● BRANO PROPOSTO
• • • • • • •
“Mettersi in gioco dove non ci si sente pronti: una lezione di crescita”
di Livia Goffredo – classe VC, del Liceo Classico “Oriani” indirizzo medico-sanitario
“Non ho mai creduto di essere portata per le scienze. Non lo dico con leggerezza, né con rassegnazione: è semplicemente un fatto. La biologia, la chimica, le materie scientifiche in generale non sono mai state nelle mie corde. Ho sempre sentito di appartenere a un altro linguaggio, a quello delle parole, delle riflessioni, delle domande senza risposta immediata.
Eppure, a pochi mesi dalla fine del quinto anno, ho deciso di fare qualcosa che nessuno si sarebbe aspettato da me: partecipare ai Campionati delle Scienze Naturali.
Si sono tenute a Bari, in un’aula che non conosceva il mio nome, né il mio percorso. Non c’era nessun professore a guidarmi, nessuna rete di sicurezza, nessun volto amico a ricordarmi chi ero. Solo il mio numero di iscrizione, il mio posto, e una prova da affrontare. Un banco di realtà, non solo di nozioni.
• • • • • • •
● ESTRATTI DEI RECORD
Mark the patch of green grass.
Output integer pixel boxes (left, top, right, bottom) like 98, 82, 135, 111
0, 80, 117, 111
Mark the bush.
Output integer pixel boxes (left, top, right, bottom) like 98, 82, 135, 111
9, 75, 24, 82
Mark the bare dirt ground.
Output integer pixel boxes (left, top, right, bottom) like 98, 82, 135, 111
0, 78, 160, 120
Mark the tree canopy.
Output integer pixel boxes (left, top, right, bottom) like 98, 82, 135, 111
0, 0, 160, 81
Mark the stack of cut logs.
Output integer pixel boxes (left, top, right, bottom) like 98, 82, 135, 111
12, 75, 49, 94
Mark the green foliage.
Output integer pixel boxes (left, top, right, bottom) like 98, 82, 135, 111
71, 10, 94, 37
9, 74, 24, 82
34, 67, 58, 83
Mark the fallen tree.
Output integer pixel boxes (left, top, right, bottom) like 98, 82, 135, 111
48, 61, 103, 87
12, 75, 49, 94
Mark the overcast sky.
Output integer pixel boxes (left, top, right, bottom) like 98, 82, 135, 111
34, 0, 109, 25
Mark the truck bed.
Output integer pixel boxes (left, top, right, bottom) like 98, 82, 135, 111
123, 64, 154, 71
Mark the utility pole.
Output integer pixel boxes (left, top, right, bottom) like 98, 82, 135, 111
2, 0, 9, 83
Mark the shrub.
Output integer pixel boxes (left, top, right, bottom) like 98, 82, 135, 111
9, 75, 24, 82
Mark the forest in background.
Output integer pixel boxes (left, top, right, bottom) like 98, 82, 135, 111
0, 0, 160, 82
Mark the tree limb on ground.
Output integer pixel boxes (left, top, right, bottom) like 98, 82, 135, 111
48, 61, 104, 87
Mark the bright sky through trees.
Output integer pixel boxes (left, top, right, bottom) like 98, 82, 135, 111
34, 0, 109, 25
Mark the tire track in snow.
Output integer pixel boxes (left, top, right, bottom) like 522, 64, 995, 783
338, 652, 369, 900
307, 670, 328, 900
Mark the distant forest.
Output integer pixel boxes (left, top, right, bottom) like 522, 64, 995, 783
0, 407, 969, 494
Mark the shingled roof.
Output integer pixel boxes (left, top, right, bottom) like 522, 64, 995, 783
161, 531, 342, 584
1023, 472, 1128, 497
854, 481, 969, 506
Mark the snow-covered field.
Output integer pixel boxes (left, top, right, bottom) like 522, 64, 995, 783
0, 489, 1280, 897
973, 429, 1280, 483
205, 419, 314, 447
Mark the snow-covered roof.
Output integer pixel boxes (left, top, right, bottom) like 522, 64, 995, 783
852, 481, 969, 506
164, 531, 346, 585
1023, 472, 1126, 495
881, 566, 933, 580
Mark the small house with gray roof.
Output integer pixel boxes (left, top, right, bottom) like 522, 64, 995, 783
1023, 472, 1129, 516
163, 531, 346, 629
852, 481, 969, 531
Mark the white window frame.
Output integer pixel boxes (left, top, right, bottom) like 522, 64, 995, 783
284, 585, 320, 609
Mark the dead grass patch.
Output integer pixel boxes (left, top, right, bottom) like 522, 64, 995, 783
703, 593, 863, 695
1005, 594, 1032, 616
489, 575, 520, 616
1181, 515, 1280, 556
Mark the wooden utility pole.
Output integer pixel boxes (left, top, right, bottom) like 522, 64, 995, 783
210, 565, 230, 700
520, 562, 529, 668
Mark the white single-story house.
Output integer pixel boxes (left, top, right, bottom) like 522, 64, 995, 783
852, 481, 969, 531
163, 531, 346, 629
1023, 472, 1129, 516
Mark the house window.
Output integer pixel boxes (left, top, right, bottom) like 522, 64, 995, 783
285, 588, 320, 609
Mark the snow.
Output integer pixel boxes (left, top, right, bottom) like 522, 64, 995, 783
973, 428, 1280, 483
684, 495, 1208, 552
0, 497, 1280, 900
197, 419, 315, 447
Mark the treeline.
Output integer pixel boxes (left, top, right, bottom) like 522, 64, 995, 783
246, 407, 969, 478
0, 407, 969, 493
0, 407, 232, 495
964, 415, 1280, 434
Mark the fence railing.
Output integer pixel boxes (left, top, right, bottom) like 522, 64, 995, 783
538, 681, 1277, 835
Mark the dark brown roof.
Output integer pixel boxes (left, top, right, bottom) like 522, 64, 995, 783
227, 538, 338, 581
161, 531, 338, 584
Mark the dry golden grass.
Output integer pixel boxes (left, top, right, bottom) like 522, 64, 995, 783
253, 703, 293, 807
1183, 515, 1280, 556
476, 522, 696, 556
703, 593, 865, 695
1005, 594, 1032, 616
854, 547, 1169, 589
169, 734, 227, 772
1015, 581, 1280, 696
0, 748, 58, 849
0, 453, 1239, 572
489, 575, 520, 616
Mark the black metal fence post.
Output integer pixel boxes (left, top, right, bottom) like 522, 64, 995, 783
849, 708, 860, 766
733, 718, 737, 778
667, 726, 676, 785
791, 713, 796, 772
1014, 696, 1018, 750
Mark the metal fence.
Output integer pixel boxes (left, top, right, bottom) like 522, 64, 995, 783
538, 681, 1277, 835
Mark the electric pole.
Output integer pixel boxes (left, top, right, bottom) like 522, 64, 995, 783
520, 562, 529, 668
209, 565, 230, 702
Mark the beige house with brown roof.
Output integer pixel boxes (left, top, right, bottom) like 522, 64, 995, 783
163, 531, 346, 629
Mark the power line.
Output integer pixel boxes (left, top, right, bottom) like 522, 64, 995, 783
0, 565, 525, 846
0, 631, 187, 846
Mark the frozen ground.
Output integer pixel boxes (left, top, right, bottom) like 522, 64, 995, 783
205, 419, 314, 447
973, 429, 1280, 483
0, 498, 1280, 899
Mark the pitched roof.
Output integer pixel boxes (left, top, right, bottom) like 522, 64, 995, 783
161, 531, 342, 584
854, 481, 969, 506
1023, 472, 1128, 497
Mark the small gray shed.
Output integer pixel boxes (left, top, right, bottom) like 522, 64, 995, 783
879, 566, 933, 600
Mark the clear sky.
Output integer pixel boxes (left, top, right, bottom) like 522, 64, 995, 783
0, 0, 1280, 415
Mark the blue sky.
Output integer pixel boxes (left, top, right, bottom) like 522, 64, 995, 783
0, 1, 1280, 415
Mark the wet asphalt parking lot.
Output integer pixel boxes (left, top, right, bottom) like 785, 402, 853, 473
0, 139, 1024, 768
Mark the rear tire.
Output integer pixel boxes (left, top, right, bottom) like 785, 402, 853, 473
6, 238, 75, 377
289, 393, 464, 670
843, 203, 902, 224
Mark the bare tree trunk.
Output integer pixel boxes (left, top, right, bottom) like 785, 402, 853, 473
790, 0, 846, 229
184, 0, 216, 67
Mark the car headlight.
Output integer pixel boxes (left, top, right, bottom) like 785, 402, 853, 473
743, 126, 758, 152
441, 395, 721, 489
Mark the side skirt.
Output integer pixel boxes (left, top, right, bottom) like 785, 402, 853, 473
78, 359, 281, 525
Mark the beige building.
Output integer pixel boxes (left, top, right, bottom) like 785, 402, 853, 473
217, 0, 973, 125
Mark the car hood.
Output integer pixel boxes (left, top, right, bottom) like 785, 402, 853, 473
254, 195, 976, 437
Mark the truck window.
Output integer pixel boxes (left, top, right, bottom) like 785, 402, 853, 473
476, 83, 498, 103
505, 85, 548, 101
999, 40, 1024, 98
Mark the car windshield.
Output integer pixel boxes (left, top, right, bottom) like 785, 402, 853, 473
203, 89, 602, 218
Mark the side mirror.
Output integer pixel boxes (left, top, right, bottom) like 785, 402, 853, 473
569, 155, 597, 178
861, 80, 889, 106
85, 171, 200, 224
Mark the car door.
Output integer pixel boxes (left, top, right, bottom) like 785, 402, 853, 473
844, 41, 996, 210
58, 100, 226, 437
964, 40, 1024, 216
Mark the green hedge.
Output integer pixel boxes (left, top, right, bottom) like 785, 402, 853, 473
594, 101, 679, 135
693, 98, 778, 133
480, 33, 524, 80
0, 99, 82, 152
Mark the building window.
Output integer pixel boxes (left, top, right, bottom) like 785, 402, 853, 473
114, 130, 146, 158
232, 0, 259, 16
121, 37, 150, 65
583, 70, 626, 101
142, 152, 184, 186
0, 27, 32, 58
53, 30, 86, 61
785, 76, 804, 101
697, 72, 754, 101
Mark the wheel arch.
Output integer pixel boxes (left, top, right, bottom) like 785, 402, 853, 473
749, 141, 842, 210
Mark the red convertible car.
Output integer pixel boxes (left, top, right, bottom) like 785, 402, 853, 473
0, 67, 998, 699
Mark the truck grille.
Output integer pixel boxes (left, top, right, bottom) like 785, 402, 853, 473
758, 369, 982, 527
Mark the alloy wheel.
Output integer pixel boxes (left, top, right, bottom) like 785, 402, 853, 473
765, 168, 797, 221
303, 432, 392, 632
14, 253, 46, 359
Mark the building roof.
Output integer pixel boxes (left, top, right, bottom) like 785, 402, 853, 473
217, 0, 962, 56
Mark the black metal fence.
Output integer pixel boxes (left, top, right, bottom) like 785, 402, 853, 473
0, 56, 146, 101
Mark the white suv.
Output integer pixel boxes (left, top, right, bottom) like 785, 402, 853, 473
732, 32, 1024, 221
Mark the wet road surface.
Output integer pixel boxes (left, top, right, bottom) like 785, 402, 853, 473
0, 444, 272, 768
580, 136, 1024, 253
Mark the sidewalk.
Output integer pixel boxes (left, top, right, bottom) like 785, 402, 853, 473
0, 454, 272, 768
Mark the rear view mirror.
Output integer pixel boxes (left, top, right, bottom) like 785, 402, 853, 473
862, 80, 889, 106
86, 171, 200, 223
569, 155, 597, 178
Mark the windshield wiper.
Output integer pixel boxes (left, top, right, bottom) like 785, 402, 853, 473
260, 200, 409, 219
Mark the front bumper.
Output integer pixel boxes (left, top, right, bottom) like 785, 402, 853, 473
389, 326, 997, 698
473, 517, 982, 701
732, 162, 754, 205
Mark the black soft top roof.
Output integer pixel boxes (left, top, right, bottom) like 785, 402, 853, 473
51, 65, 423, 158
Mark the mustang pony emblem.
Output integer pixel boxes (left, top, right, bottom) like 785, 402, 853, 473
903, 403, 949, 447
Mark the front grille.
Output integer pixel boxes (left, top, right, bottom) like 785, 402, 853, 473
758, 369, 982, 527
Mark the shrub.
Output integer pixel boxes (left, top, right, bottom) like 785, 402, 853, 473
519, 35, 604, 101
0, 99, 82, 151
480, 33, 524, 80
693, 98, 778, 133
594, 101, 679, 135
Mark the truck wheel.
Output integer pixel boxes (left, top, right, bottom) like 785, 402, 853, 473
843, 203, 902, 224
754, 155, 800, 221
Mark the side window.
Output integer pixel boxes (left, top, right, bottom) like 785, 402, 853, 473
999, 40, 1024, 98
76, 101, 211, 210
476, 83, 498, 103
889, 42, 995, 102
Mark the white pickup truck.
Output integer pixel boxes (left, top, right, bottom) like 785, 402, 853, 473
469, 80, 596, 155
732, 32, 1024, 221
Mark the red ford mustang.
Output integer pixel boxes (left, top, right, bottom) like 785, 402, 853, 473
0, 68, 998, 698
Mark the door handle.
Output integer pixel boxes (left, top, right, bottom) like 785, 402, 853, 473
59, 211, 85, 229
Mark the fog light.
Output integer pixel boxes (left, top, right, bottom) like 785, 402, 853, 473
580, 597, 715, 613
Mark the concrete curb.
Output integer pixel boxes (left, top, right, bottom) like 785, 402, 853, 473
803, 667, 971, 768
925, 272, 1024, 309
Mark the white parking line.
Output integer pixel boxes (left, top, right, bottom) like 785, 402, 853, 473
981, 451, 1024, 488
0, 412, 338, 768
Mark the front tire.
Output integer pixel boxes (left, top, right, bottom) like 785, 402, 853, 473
• • • • • • •
● SCOPO DEL COMPITO
Secondo il brano, in quale città si sono svolti i Campionati delle Scienze Naturali? Per questo compito i record non servono.

● SOLUZIONE DELL'ESERCIZIO
A Bari.